Exercise directions: Find each line in the data below that contains the string "target", and copy those lines.

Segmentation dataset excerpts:
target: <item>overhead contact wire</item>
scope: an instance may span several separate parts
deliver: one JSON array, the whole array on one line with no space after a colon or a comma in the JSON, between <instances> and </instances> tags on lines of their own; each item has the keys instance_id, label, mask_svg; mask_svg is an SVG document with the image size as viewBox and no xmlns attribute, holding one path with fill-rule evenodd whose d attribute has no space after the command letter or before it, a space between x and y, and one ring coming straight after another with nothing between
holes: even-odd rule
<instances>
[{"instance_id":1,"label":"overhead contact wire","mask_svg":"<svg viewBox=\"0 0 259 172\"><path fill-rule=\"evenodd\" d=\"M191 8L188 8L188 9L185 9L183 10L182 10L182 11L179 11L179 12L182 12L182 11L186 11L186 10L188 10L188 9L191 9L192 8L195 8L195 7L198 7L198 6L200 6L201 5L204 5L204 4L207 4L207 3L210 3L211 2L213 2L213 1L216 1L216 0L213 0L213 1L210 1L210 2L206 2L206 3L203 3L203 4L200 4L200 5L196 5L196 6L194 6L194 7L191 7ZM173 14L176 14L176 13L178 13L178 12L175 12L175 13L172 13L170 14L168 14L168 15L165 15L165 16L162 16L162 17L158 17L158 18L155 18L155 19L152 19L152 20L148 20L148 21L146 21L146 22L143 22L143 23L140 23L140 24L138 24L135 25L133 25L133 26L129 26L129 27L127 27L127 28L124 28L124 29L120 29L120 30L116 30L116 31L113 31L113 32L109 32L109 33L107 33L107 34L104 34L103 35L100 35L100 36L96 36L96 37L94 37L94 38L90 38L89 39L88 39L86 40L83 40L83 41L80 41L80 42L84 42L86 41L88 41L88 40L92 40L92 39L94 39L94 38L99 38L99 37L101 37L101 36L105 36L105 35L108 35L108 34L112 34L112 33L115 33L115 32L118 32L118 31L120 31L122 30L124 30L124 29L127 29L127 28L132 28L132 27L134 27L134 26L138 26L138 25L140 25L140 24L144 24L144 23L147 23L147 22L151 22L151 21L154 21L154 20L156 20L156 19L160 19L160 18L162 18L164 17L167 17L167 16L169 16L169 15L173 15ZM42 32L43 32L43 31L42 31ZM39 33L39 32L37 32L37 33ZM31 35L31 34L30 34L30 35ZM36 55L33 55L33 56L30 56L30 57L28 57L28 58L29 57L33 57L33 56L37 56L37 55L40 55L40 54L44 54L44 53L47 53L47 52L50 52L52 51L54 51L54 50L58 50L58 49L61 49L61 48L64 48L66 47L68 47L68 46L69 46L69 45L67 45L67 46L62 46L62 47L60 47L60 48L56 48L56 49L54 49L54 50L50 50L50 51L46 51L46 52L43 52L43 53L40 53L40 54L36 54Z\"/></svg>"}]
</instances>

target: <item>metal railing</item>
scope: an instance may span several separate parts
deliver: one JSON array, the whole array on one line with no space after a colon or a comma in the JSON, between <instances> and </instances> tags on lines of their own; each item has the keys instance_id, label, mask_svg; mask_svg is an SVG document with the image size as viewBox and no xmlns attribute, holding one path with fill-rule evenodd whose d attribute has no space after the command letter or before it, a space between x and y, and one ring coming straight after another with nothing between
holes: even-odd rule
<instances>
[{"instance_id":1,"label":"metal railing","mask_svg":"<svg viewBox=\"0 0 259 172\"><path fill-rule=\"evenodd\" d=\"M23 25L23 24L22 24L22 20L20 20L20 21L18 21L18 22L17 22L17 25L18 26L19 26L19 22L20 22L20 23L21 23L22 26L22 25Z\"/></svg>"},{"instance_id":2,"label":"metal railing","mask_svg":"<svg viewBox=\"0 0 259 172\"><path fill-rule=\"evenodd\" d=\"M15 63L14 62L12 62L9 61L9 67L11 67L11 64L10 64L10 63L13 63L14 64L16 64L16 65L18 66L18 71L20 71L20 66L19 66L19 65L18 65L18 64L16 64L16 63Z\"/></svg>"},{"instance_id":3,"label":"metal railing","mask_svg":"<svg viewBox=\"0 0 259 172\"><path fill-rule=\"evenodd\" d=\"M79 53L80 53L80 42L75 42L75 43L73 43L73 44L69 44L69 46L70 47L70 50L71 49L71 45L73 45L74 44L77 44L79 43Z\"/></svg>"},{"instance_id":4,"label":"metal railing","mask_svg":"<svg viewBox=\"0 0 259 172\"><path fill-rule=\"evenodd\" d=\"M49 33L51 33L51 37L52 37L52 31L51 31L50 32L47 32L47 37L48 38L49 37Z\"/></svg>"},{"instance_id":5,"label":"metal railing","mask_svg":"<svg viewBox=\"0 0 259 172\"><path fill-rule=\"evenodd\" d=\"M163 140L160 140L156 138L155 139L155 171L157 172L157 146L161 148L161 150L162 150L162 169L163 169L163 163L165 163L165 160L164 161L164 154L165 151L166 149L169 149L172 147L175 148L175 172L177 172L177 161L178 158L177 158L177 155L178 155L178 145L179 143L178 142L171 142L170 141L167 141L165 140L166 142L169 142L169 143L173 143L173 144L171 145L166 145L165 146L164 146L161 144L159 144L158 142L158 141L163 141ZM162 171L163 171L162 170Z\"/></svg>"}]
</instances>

The response:
target: <item>overhead contact wire</item>
target: <item>metal railing</item>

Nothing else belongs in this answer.